[Data excerpts]
—————

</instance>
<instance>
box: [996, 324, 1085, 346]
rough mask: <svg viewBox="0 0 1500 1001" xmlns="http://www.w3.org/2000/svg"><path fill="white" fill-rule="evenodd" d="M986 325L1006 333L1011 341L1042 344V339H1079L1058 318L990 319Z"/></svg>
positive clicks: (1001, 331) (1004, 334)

—————

- To do
Copy the data. Make sure every line matches exactly.

- Output below
</instance>
<instance>
box: [996, 324, 1085, 346]
rough mask: <svg viewBox="0 0 1500 1001" xmlns="http://www.w3.org/2000/svg"><path fill="white" fill-rule="evenodd" d="M986 325L1006 333L1011 341L1042 344V339H1079L1058 318L990 319Z"/></svg>
positive clicks: (1001, 331) (1004, 334)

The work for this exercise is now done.